• _Short problem_:
Please reproduce the review of the film The Hard Way word for word, in full.

The Hard Way – Vincent Sherman (***1/2) – The Hard Way is centered by a strong iron clad performance by Ida Lupino who won the New York Film Critics Award for her role as the determined, tough, hard driven older sister willing to sacrifice anything and anyone to ensure her sister’s rise to the top of Broadway’s bright lights.  Lupino’s character is tagged as evil but is she really? The sisters were raised in a small polluted industrial town, both women looking to get out using any means necessary to accomplish their goal. The kid sister, played by Joan Leslie has talent and gets a few “breaks”, mostly amoral breaks promoted by big sister Lupino. When little sister is part of the chorus of a Broadway show Lupino gets the bitter star, played by Gladys George, drunk enough that she storms out of the rehearsal, Lupino then pushes her sister on the producers giving her the opportunity of a life time. It works and she becomes a star! Directed by Vincent Sherman with male supporting roles provided by Dennis Morgan and an excellent Jack Carson. Behind the scene credits also include cinematography by James Wong Howe and montage by future director Don Siegel. Leslie’s performance is debatably the weak link here. Her song and dance number that represents her big break is actually pretty bad making it hard to swallow that it was this routine that impressed the director and producers of the play to give her the lead.

• _Data shown_:
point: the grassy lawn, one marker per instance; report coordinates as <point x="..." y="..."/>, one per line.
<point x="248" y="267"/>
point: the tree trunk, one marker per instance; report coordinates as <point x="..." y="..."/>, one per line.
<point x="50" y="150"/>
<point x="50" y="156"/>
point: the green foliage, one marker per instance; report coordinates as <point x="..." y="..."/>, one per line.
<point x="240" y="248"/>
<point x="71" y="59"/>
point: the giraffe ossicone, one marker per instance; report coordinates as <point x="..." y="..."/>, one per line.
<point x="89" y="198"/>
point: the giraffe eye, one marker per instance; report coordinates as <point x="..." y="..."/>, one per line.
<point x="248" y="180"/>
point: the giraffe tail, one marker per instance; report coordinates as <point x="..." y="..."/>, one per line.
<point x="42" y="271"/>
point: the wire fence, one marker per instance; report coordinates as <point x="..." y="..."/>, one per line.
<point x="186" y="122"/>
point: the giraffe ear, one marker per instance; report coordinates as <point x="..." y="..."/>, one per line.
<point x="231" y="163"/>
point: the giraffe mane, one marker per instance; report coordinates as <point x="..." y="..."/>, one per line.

---

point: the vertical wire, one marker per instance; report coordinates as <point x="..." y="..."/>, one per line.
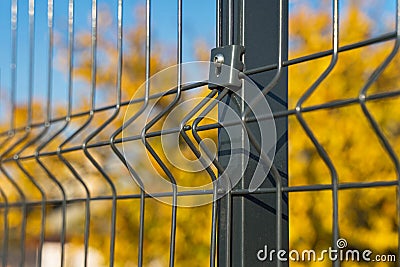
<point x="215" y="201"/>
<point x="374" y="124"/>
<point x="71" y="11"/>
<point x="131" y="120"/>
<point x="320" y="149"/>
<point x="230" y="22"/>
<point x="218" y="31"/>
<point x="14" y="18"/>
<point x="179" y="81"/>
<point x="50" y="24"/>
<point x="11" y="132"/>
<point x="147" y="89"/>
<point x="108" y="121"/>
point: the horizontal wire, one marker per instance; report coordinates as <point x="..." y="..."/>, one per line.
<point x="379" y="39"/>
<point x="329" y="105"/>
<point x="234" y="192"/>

• _Solution for this problem_:
The Hard Way – Vincent Sherman (***1/2) – The Hard Way is centered by a strong iron clad performance by Ida Lupino who won the New York Film Critics Award for her role as the determined, tough, hard driven older sister willing to sacrifice anything and anyone to ensure her sister’s rise to the top of Broadway’s bright lights.  Lupino’s character is tagged as evil but is she really? The sisters were raised in a small polluted industrial town, both women looking to get out using any means necessary to accomplish their goal. The kid sister, played by Joan Leslie has talent and gets a few “breaks”, mostly amoral breaks promoted by big sister Lupino. When little sister is part of the chorus of a Broadway show Lupino gets the bitter star, played by Gladys George, drunk enough that she storms out of the rehearsal, Lupino then pushes her sister on the producers giving her the opportunity of a life time. It works and she becomes a star! Directed by Vincent Sherman with male supporting roles provided by Dennis Morgan and an excellent Jack Carson. Behind the scene credits also include cinematography by James Wong Howe and montage by future director Don Siegel. Leslie’s performance is debatably the weak link here. Her song and dance number that represents her big break is actually pretty bad making it hard to swallow that it was this routine that impressed the director and producers of the play to give her the lead.